Print every record below exactly as written.

# Start of SUPPLIED MATERIAL

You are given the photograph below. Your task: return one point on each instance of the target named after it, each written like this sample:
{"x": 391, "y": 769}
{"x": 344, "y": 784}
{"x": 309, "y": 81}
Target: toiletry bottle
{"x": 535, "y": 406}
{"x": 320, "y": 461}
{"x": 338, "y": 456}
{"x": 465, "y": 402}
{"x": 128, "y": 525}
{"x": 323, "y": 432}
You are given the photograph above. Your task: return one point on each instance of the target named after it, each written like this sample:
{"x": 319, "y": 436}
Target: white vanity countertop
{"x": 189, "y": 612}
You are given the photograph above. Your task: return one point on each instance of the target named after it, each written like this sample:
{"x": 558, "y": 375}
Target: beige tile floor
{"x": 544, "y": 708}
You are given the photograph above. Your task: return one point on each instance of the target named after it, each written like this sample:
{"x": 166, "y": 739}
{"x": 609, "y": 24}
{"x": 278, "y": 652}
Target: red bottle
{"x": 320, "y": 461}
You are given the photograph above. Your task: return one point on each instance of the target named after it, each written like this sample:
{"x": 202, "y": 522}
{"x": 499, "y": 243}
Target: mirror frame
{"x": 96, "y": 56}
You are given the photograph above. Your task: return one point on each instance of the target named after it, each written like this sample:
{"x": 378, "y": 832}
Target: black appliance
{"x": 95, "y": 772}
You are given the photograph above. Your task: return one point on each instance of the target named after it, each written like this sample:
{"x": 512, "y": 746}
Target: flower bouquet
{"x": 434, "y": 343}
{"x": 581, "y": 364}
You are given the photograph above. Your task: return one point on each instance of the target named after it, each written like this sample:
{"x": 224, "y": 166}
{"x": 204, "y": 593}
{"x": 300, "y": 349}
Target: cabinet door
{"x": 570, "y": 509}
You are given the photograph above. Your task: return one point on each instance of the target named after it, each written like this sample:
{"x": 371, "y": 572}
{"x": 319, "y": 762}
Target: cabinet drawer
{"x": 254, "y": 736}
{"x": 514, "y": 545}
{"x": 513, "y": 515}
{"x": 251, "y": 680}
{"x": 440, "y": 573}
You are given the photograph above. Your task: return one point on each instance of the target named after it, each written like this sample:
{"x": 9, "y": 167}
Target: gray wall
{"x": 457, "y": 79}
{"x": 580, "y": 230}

# End of SUPPLIED MATERIAL

> _REPLY TO THE EXERCISE_
You are given the photograph below. Your task: return one point on each instance of the target named after it, each written like this sample:
{"x": 391, "y": 769}
{"x": 344, "y": 784}
{"x": 309, "y": 81}
Target: toiletry bottle
{"x": 535, "y": 406}
{"x": 320, "y": 461}
{"x": 338, "y": 456}
{"x": 465, "y": 402}
{"x": 128, "y": 525}
{"x": 323, "y": 432}
You are given the photograph above. Your task: return one point on each instance of the target named after it, each written like this sample:
{"x": 319, "y": 436}
Target: white vanity countertop
{"x": 189, "y": 612}
You are given the photograph above. Your task: return one point on each instance of the target named after it, each written like this sample:
{"x": 558, "y": 375}
Target: beige tile floor
{"x": 544, "y": 708}
You are given the photograph above. Your task: return one point on each instance of the target named after it, each written like this sample:
{"x": 166, "y": 739}
{"x": 609, "y": 24}
{"x": 278, "y": 652}
Target: red bottle
{"x": 320, "y": 461}
You are given the photograph above. Your task: return one point on each instance of the target named after it, each written like this sample:
{"x": 202, "y": 522}
{"x": 499, "y": 243}
Target: mirror frame
{"x": 96, "y": 56}
You are given the photograph above. Your task: return one point on each instance of the target named after it, each written like this sample:
{"x": 378, "y": 832}
Target: black appliance
{"x": 95, "y": 772}
You are given the photograph above. Your task: return one point on each instance of the target named after it, each written like this sample:
{"x": 512, "y": 746}
Target: flower bouquet
{"x": 434, "y": 343}
{"x": 581, "y": 364}
You are given the photograph above. Your task: return one point on each instance of the target named after it, each written like this sample:
{"x": 224, "y": 166}
{"x": 204, "y": 593}
{"x": 300, "y": 349}
Target: cabinet door
{"x": 570, "y": 509}
You are given the photograph above. Your task: return one point on each instance of the target named after it, each written like this sample:
{"x": 371, "y": 572}
{"x": 319, "y": 762}
Target: cabinet drawer
{"x": 254, "y": 736}
{"x": 514, "y": 545}
{"x": 513, "y": 515}
{"x": 251, "y": 680}
{"x": 440, "y": 573}
You are given the photograph above. Your task: return one point on each instance of the target named after it, each written like this sample:
{"x": 9, "y": 167}
Target: gray wall
{"x": 457, "y": 79}
{"x": 580, "y": 230}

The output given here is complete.